* [Material for the task]
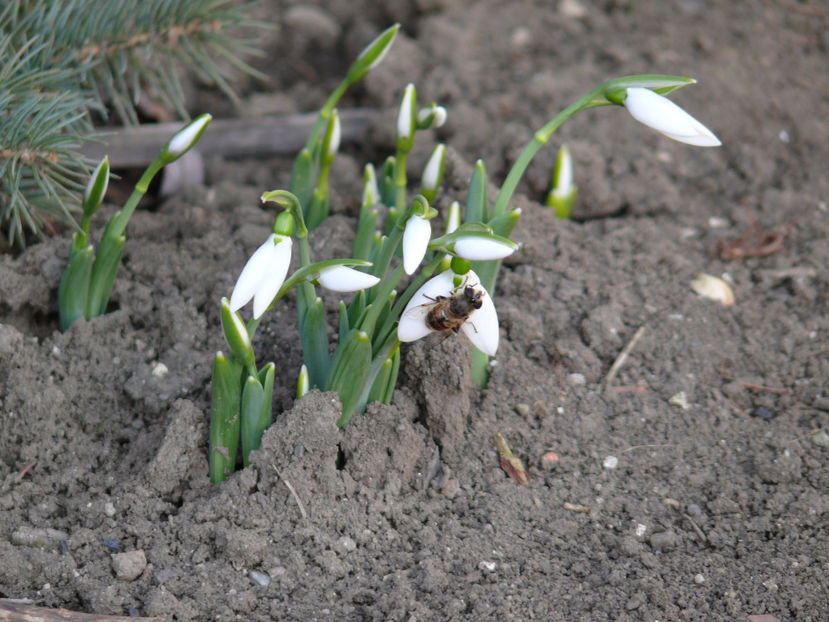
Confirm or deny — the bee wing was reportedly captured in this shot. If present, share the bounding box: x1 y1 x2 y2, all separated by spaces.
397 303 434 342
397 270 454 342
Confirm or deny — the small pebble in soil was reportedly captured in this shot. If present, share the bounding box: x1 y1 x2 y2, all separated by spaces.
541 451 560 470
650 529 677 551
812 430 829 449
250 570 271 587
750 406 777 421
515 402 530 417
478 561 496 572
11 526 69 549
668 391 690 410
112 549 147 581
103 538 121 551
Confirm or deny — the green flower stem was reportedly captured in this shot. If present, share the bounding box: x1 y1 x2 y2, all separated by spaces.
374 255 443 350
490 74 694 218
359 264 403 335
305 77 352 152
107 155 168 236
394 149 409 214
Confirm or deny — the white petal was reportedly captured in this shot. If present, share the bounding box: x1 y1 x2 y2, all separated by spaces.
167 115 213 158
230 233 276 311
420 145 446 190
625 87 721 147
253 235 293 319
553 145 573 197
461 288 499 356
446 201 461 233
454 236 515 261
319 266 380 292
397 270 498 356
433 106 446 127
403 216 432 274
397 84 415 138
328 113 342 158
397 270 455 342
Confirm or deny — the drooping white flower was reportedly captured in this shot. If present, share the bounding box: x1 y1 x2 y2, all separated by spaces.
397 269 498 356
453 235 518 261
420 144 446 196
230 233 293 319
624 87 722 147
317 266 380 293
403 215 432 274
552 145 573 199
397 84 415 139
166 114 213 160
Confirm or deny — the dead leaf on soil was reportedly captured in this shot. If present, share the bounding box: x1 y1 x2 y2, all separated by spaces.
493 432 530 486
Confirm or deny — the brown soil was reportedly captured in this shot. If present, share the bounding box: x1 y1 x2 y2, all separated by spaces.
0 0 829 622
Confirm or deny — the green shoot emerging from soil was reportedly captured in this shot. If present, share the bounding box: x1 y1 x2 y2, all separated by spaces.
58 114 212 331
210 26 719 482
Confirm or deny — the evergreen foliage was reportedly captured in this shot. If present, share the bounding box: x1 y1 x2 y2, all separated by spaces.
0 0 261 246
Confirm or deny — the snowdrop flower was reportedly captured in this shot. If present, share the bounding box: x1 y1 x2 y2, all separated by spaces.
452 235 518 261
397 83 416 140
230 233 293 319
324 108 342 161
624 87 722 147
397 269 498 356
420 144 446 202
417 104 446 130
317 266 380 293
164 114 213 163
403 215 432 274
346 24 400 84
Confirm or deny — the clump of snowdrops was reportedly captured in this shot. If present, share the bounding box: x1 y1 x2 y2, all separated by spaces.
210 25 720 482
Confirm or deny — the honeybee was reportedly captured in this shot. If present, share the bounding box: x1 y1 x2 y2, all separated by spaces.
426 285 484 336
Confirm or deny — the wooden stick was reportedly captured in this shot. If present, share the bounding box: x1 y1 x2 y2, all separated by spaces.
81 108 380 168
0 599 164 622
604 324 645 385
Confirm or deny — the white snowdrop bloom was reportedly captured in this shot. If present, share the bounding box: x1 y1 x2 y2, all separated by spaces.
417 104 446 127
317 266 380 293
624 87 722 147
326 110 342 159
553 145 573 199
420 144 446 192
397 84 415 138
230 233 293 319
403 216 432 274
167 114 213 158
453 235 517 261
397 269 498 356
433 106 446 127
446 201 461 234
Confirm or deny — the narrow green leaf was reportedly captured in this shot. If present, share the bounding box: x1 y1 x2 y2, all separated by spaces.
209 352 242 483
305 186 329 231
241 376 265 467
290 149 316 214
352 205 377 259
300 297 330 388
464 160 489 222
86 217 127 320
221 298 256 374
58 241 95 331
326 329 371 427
* * *
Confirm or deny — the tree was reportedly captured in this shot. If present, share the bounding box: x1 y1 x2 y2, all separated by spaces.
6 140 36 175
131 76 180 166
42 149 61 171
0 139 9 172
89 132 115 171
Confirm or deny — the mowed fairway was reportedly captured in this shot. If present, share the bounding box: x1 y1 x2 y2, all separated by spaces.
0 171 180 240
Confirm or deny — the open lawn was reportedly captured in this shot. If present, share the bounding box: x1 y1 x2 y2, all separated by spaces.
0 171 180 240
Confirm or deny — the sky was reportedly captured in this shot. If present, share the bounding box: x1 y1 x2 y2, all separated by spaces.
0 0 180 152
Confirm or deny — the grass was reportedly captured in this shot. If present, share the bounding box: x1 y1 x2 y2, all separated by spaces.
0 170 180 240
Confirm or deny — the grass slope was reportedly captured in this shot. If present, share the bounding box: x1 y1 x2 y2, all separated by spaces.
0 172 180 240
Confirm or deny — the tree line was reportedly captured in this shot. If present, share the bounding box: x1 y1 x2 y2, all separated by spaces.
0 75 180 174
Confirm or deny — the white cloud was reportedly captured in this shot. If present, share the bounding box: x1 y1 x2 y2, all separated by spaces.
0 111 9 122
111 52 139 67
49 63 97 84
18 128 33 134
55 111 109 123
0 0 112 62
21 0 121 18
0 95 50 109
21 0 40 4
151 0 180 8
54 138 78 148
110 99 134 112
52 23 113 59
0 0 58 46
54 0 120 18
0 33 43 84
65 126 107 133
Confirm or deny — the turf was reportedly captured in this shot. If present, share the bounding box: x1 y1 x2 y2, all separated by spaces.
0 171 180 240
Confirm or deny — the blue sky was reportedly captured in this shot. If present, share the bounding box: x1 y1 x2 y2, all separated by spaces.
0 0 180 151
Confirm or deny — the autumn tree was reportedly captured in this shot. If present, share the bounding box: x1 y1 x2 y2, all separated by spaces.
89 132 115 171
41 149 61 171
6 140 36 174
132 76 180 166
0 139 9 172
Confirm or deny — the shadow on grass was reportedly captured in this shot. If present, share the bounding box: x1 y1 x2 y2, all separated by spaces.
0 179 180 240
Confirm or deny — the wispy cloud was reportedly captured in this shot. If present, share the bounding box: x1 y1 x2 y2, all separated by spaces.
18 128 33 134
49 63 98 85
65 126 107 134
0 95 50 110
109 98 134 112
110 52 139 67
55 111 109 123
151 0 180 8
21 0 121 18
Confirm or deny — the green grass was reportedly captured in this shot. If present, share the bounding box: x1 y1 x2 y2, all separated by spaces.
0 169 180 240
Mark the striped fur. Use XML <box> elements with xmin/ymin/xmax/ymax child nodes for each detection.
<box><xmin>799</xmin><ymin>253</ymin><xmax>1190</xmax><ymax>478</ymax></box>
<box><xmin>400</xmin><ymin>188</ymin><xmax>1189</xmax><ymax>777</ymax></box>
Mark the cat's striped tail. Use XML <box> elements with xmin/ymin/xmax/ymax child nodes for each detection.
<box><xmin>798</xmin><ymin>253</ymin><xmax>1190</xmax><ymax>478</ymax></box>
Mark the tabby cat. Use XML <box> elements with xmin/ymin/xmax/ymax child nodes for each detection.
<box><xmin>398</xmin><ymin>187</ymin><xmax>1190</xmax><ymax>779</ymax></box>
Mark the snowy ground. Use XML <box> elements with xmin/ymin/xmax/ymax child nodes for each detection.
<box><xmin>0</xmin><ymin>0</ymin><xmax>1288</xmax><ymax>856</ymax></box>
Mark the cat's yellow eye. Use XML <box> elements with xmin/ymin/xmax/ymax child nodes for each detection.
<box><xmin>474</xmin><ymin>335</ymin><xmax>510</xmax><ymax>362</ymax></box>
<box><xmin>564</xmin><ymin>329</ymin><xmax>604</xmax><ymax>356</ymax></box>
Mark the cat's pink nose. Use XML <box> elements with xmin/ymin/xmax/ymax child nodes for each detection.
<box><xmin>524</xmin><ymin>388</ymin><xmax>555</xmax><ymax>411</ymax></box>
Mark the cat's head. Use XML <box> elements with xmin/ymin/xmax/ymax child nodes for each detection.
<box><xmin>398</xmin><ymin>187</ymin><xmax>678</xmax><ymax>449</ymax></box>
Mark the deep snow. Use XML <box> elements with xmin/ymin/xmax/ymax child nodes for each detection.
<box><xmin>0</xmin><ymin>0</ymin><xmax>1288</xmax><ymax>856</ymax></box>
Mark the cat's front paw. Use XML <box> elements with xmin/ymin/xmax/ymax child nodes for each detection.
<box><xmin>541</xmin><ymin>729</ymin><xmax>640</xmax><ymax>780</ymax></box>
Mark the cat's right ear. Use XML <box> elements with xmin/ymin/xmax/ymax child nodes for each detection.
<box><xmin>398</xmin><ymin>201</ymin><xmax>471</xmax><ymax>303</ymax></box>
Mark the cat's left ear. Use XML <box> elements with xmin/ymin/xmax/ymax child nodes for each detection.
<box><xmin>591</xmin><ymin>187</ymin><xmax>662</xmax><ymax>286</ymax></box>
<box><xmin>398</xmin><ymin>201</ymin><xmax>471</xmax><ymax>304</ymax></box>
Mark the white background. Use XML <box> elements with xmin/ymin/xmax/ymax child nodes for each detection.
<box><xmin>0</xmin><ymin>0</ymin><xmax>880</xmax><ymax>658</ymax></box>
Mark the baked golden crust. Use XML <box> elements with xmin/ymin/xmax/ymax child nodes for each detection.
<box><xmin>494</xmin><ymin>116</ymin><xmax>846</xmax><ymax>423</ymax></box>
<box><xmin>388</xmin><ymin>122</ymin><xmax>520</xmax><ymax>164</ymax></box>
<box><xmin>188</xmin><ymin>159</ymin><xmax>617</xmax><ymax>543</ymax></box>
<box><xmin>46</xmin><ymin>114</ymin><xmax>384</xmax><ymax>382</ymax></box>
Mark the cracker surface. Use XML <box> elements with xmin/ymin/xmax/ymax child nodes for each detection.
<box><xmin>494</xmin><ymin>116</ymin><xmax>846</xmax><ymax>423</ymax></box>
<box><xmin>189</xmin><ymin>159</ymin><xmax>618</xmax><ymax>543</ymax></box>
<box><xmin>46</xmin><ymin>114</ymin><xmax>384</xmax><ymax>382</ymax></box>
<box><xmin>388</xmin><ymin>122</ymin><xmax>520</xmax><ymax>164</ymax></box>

* [Set problem]
Rewrite only the lines between the one holding "Confirm or deny — the bee" and the one holding "397 270 455 342", inclusive. In them, change "shot" to "image" and leave everything else unchanged.

* [Answer for the task]
Confirm or deny — the bee wing was reportedly captured in this image. If present, share the bounding box: x1 y1 x2 y2, all separated by spaces.
397 303 434 342
397 270 454 342
Confirm or deny — the small pebble in soil was reportedly captured in this image. If present, share the bounding box: x1 y1 x2 y2, all separated by spaces.
541 451 560 470
650 529 677 551
812 430 829 449
250 570 271 587
750 406 777 421
515 402 530 417
478 561 496 572
11 526 69 549
668 391 690 410
112 549 147 581
103 538 121 551
Confirm or deny — the green flower stem was reportedly captured in this image. If present, share the bounding box: x1 y1 x2 y2, all separated by spaces.
374 255 443 350
490 74 694 218
359 264 403 335
305 77 352 152
107 155 168 236
394 149 409 214
Confirm or deny — the white petal was reportedly captured in this image. If present, share the bounding box: x1 y1 x2 y2, all separated by spaces.
167 115 213 158
230 233 276 311
420 145 446 190
625 87 721 147
253 235 293 319
553 145 573 197
461 288 499 356
446 201 461 233
454 236 515 261
319 266 380 292
397 270 498 356
433 106 446 127
403 216 432 274
397 84 415 138
328 113 342 158
397 270 455 342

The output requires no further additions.